* **Excerpt**

***

This fall I attended a conference at Rice University where Anant Agarwal, chief executive of EdX, and Daphne Koller, president of Coursera, spoke on “teaching in the university of tomorrow.” They highlighted the potential of online courses to expand access to higher education to people who have traditionally been excluded from its purview.
Both ended their talks by spotlighting specific cases of people whose life situations made a college degree difficult or unlikely for them. Yet they had started their trajectory in higher education as MOOC students and then gradually worked their way to more traditional universities and to career success. The obvious implication: Online courses cracked open a previously closed door for those students.
Michelle Miller, a professor of psychological sciences and co-director of the first-year learning program at Northern Arizona University, tells a similar tale about the role that online courses have played in opening access to students in the remote areas served by her institution. Miller’s primary research fields are language and memory, but recently her focus has turned to the role that technology can play in opening access and improving the learning experiences of our students.
“One of the reasons Northern Arizona University values teaching with technology is our geography and location,” she explained to me in an interview. “We’re located in the middle of some vast, sparsely populated spaces, and a major part of our mission as an institution is to serve the educational needs of the people spread throughout these spaces. Especially critical is our commitment to serving the needs of Native American students, many of whom live or spend time in rural reservation communities. Offering educational options that are partly or fully online is of real benefit to these students, who face long and sometimes treacherous commutes to our central Flagstaff campus.”
That mission is why administrators and faculty members at the university became early adopters of many technological innovations in education but also careful analysts of those online tools and strategies. That tradition, coupled with Miller’s background in learning and memory, led ultimately to her new book, Minds Online: Teaching Effectively With Technology, published this fall by Harvard University Press. If you teach with technology in any form, at any level, I recommend you put this book at the top of your tottering pile of required reading on higher education. It’s an outstanding book that provides a road map for truly effective online teaching.

***

* **Material provided**
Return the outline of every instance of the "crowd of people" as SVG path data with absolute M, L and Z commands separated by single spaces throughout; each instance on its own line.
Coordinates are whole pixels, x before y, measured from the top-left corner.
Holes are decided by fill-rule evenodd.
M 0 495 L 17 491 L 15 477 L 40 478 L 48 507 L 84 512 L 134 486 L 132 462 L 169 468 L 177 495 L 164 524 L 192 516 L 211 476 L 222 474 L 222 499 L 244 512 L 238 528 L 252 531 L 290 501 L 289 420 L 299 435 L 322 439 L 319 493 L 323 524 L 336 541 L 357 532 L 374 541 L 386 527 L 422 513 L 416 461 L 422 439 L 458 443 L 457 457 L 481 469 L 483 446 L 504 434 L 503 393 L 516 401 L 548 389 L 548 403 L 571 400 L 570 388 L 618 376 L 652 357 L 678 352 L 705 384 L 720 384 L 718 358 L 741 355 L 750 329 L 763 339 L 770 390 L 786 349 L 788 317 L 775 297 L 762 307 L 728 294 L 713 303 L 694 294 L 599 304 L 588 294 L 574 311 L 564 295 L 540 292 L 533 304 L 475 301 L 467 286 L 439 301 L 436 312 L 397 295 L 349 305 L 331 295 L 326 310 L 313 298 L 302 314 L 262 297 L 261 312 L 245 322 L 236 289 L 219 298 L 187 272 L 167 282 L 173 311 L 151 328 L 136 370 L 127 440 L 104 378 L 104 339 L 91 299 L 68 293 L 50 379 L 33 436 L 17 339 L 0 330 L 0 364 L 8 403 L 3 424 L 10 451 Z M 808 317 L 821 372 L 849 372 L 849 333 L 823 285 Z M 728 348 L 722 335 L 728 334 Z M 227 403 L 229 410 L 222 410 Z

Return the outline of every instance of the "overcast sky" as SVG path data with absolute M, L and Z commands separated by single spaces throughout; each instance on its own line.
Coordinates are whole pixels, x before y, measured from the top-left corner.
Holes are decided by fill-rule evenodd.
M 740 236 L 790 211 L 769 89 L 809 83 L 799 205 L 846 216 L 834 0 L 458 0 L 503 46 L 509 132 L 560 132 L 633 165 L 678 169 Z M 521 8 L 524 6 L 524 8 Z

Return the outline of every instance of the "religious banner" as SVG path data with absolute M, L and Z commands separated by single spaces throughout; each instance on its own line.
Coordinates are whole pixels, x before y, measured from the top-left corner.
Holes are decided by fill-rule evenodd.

***

* **Objectives**
#1 Using the piece on online courses, decide whether each statement agrees with it, answering yes or no and quoting the words that decide it: (a) The conference where Agarwal and Koller spoke took place at Rice University. (b) Michelle Miller's primary research fields are technology and online teaching. (c) Minds Online was published by Harvard University Press.
#2 Please reproduce the stretch of the piece on online courses from "This fall I" through "for those students.".

* **Task solutions**
#1
(a) Yes: "This fall I attended a conference at Rice University"
(b) No: "Miller’s primary research fields are language and memory"
(c) Yes: "published this fall by Harvard University Press"

#2
This fall I attended a conference at Rice University where Anant Agarwal, chief executive of EdX, and Daphne Koller, president of Coursera, spoke on “teaching in the university of tomorrow.” They highlighted the potential of online courses to expand access to higher education to people who have traditionally been excluded from its purview.
Both ended their talks by spotlighting specific cases of people whose life situations made a college degree difficult or unlikely for them. Yet they had started their trajectory in higher education as MOOC students and then gradually worked their way to more traditional universities and to career success. The obvious implication: Online courses cracked open a previously closed door for those students.